▶ _Given records_
┌────────
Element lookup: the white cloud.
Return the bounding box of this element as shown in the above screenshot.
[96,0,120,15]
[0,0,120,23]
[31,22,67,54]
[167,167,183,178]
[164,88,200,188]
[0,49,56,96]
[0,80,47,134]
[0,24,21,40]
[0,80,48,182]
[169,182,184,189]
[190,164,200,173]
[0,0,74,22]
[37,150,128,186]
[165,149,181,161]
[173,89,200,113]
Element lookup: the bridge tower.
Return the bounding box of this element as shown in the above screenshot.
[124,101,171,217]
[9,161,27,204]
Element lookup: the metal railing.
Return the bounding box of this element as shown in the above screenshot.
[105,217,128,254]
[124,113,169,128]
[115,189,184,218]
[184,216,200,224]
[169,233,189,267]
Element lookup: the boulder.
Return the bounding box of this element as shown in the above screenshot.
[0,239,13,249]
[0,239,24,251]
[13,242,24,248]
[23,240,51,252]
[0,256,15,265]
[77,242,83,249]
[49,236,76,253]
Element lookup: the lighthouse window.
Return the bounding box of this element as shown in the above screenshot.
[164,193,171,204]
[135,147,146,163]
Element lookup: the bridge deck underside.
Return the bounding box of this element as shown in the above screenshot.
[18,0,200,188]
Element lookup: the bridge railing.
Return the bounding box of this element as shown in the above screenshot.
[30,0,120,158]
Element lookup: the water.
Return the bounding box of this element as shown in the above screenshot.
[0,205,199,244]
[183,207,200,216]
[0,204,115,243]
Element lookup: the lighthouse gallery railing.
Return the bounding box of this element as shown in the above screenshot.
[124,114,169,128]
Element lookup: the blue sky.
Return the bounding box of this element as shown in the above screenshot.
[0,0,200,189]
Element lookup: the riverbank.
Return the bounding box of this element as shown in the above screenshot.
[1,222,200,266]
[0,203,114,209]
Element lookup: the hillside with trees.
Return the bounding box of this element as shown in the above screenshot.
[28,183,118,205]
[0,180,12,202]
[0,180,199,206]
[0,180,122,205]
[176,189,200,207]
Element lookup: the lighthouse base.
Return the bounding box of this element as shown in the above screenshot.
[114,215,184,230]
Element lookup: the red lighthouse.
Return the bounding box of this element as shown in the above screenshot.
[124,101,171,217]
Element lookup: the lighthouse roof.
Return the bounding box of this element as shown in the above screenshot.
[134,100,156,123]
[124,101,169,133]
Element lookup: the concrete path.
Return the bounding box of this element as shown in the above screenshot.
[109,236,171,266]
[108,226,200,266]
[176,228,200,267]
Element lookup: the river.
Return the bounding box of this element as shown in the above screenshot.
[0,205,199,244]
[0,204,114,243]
└────────
▶ _What the task requires_
From the listing above, copy every line that includes the word "bridge".

▶ _Reply_
Element lookup: the bridge tower.
Element lookup: the bridge deck underside.
Element lookup: the bridge railing.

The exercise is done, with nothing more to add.